===== RECORDS =====

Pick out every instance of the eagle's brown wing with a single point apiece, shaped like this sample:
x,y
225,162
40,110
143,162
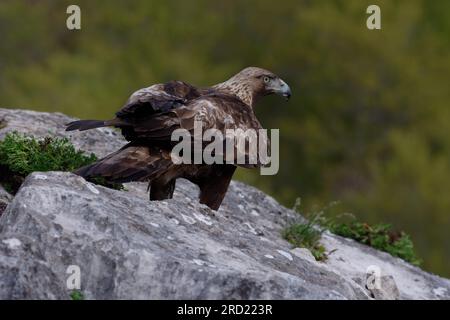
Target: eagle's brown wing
x,y
149,119
142,104
217,111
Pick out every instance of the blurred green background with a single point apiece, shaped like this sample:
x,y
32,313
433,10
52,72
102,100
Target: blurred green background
x,y
369,121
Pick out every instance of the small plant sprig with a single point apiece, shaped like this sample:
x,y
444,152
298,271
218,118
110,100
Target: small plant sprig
x,y
307,235
379,236
22,154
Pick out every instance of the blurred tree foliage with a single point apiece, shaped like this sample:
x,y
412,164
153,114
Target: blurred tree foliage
x,y
369,121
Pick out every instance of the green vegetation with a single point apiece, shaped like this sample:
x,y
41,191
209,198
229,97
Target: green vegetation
x,y
379,236
21,155
306,235
24,154
368,122
77,295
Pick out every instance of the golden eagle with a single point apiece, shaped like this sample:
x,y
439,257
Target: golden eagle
x,y
150,116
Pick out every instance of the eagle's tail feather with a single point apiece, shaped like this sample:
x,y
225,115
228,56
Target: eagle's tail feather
x,y
131,163
86,125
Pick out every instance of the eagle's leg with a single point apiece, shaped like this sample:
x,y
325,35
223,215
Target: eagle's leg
x,y
214,187
160,190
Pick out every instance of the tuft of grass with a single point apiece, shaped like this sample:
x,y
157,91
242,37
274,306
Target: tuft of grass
x,y
378,236
307,235
77,295
22,154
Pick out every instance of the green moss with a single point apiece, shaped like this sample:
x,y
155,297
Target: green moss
x,y
306,235
22,154
379,236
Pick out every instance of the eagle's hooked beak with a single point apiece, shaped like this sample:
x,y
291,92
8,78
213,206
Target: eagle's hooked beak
x,y
283,89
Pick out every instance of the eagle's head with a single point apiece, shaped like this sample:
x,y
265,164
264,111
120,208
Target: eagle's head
x,y
253,82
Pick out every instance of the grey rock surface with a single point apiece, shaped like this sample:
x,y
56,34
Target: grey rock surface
x,y
128,247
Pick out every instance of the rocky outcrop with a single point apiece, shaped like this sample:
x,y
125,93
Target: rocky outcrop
x,y
128,247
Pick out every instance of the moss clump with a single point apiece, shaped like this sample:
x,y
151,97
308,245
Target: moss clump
x,y
378,236
21,155
306,235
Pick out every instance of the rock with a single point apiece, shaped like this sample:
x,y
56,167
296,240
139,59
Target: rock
x,y
127,247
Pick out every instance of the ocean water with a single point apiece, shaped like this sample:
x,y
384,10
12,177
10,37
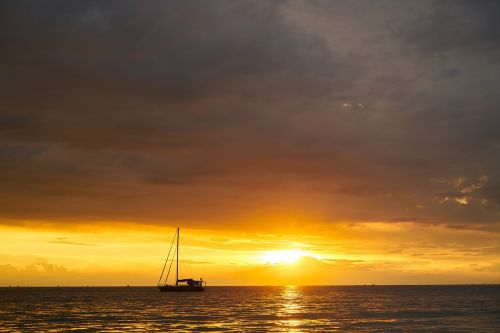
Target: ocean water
x,y
253,309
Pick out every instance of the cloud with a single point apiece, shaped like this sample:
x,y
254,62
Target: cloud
x,y
223,114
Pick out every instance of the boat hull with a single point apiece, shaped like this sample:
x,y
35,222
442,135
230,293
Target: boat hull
x,y
180,288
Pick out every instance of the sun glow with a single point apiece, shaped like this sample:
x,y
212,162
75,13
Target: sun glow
x,y
282,256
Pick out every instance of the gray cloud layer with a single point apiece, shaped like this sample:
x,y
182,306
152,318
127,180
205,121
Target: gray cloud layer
x,y
219,111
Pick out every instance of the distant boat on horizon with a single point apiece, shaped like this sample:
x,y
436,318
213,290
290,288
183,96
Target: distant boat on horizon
x,y
180,284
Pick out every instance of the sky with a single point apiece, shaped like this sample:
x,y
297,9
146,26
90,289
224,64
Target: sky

=====

▸ TO BE DONE
Produce an exact copy of each line of data, skipping embedded images.

▸ TASK RESULT
Pick out every instance of the eagle's brown wing with a single point apiece, shaped like this sample:
x,y
225,162
40,110
143,162
Target: eagle's brown wing
x,y
149,119
142,104
217,111
Pick out every instance of the blurred green background with a single point apiece, shaped like this sample:
x,y
32,313
433,10
52,72
102,100
Target: blurred green background
x,y
369,121
Pick out every instance of the small plant sprig with a single point apiece, shaped like this sample:
x,y
444,152
298,271
218,118
110,100
Target: small plant sprig
x,y
307,235
379,236
22,154
Pick out every instance of the blurred tree foliage with a single point apiece, shaped like this sample:
x,y
412,164
153,114
Target: blurred tree foliage
x,y
369,121
Pick out every instance of the green vegetation with a single point apiece, shaped like this sample:
x,y
41,191
209,198
229,97
Target: green vegetation
x,y
379,236
21,155
306,235
24,154
368,122
77,295
Pick out every instance of the golden eagle with a single point apiece, shaped like this sample:
x,y
439,257
Target: golden eagle
x,y
150,116
Pick out every instance of the eagle's tail feather with a single point apiece, shaped like this sample:
x,y
225,115
228,56
Target: eagle's tail feather
x,y
131,163
86,125
Pick out every instance of the eagle's leg with a single point apiece, shaped like this sample:
x,y
325,35
223,215
Target: eagle's leg
x,y
214,187
160,190
Pick out every instance of the tuft of grass with a single point apiece, shaped like this sample:
x,y
157,91
242,37
274,306
Target: tuft of grass
x,y
378,236
307,235
77,295
22,154
Pick out every instance of the green moss with a single point apiece, shaped like this sample:
x,y
155,297
Target: green moss
x,y
306,235
22,154
379,236
Pick out every instance of the eagle's hooked beak with a single point apiece, shaped like this sample:
x,y
291,92
8,78
213,206
Target: eagle's hooked beak
x,y
283,89
Pick out every instance of the eagle's head with a single point apiece, shaped like this sample:
x,y
265,164
264,111
120,208
Target: eagle's head
x,y
253,82
Pick out every instance of the grey rock surface with a single point apiece, shaped like this sample:
x,y
56,34
Target: grey rock surface
x,y
128,247
Pick out every instance of the rocky outcrop with a single point apiece, shaped like this sample:
x,y
125,93
Target: rocky outcrop
x,y
128,247
Pick out every instance of the moss clump with a single point apiece, shaped like this sample:
x,y
151,97
308,245
Target: moss clump
x,y
378,236
21,155
306,235
Pick out every instance of the rock with a single point apiece, shaped like this sample:
x,y
56,167
296,240
139,59
Target: rock
x,y
127,247
Pick out every instance of the ocean water with a single point apiece, shaped like this sample:
x,y
384,10
12,177
10,37
Target: ocean water
x,y
253,309
Pick out every instance of the cloud with a single point apiece, shaped like this sample:
x,y
254,62
Target: cloud
x,y
223,114
Pick out every instance of the boat hull with a single point apiece, shaped like this sample:
x,y
35,222
442,135
230,293
Target: boat hull
x,y
180,288
Pick out every instance of the sun glow with a single point apiece, shaped like this sample:
x,y
212,162
75,13
Target: sun glow
x,y
282,256
Pick out every instance of the gray cloud layer with a single point apiece, shaped like this sample:
x,y
182,306
152,318
127,180
205,121
Target: gray cloud layer
x,y
219,111
Pick out every instance of the distant boat on horizon with a single point apiece, shaped like this sample:
x,y
436,318
213,290
290,288
183,96
Target: distant boat on horizon
x,y
180,284
Pick out every instance of the sky with a single point apiece, shaped like this sample:
x,y
297,9
146,26
90,289
224,64
Target: sky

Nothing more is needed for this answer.